**Task details:** The whole listing, pictures aside, should be reproduced exactly.

**Given data:**
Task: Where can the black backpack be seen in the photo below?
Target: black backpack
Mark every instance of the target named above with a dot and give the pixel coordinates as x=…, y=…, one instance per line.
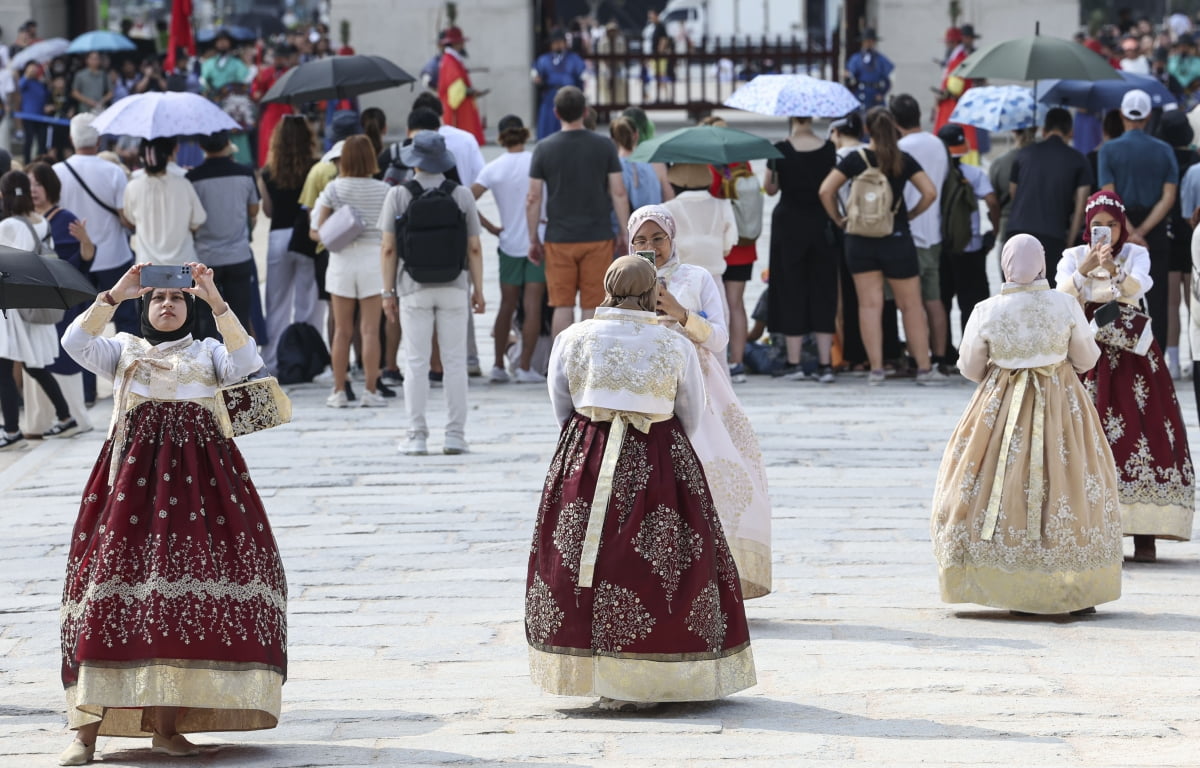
x=431, y=235
x=300, y=355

**Response to this exercise:**
Task: Where can the black backpack be seen in the photo below?
Target: black backpack
Mark every instance of the target named above with a dot and give the pixel coordinates as x=…, y=…, one instance per line.
x=431, y=235
x=300, y=355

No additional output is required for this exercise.